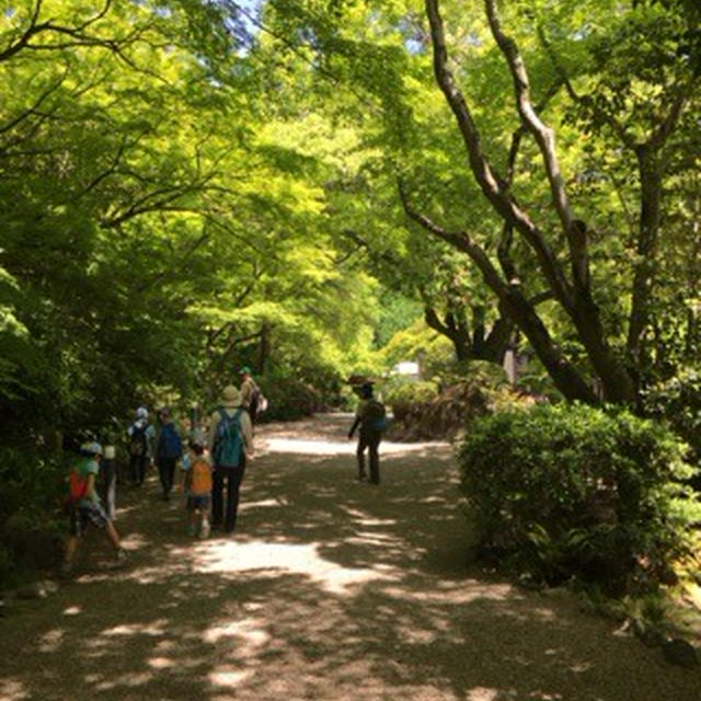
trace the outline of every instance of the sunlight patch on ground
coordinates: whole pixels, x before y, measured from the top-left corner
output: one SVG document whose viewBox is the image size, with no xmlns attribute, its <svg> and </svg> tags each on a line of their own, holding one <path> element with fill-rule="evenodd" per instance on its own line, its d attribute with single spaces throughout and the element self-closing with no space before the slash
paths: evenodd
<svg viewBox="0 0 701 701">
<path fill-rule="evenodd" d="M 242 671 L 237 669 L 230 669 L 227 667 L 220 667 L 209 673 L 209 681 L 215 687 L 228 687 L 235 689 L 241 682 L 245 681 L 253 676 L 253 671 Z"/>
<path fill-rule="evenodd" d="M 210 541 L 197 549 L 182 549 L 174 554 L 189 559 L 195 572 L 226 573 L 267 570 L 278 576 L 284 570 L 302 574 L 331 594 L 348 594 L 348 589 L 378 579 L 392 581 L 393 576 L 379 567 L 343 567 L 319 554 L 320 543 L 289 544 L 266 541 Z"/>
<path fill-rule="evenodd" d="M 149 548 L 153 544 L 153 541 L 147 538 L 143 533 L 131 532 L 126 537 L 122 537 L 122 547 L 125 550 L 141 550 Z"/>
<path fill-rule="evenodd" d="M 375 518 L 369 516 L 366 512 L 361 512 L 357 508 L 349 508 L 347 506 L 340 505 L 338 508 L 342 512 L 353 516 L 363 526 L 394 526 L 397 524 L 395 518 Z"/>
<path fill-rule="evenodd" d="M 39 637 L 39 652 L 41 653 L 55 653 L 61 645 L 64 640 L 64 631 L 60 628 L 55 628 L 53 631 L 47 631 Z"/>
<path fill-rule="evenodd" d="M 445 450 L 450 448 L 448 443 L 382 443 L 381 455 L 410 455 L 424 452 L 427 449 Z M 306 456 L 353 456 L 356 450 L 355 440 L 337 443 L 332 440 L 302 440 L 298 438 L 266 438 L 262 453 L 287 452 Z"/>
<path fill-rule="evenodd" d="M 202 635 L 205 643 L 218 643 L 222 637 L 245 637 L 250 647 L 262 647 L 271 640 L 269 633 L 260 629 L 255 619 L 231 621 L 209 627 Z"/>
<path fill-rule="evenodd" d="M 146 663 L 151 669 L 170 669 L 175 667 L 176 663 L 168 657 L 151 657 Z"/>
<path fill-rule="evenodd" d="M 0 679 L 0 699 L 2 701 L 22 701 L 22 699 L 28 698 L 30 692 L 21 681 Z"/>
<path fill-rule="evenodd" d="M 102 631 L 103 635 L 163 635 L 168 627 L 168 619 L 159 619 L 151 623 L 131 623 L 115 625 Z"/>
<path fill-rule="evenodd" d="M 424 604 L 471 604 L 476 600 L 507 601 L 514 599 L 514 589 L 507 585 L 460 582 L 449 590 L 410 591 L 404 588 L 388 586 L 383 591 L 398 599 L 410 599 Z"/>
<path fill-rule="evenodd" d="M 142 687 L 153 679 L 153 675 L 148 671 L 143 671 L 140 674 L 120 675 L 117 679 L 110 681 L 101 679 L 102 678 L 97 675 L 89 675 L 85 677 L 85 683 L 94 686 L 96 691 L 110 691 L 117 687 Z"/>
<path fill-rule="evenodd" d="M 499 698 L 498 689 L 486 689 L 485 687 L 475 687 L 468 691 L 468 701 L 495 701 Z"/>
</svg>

════════════════

_Aim_
Rescale the material from its start through the line containing "39 637 L 39", and give only those lines again, with the requests included and unchanged. In the answers, multiply every number (the viewBox values and path coordinates) by 0.85 and round it to a whole number, with halves rounded up, and leave the pictures out.

_Response to this task_
trace the outline of every instance of the sunlight patch on ground
coordinates: whole pixels, x before y, measured from the top-left corner
output: one SVG document whose viewBox is the image size, with no xmlns attribute, its <svg> and </svg> tags each on a line of their own, holding one <path> element with fill-rule="evenodd" per instance on its own line, its d attribute with single spaces throughout and the element self-closing with no space before the slash
paths: evenodd
<svg viewBox="0 0 596 596">
<path fill-rule="evenodd" d="M 206 570 L 201 569 L 196 569 L 193 567 L 187 567 L 178 572 L 178 579 L 183 584 L 194 584 L 200 586 L 205 580 L 208 579 L 215 575 L 215 570 Z"/>
<path fill-rule="evenodd" d="M 179 460 L 167 467 L 155 467 L 148 471 L 161 475 L 166 486 L 192 487 L 227 485 L 236 490 L 241 485 L 257 488 L 281 505 L 296 505 L 296 501 L 321 492 L 333 494 L 334 490 L 322 482 L 292 482 L 271 471 L 272 462 L 246 462 L 226 460 Z"/>
<path fill-rule="evenodd" d="M 127 466 L 130 462 L 130 460 L 125 457 L 122 453 L 111 452 L 107 456 L 104 456 L 104 465 L 106 468 L 120 468 Z"/>
<path fill-rule="evenodd" d="M 319 440 L 314 439 L 311 435 L 307 435 L 303 432 L 297 432 L 295 430 L 289 429 L 287 432 L 291 435 L 300 439 L 309 447 L 335 447 L 337 445 L 336 440 Z"/>
<path fill-rule="evenodd" d="M 33 541 L 33 554 L 35 555 L 47 555 L 52 548 L 54 544 L 54 536 L 51 534 L 47 534 L 45 536 L 40 536 Z"/>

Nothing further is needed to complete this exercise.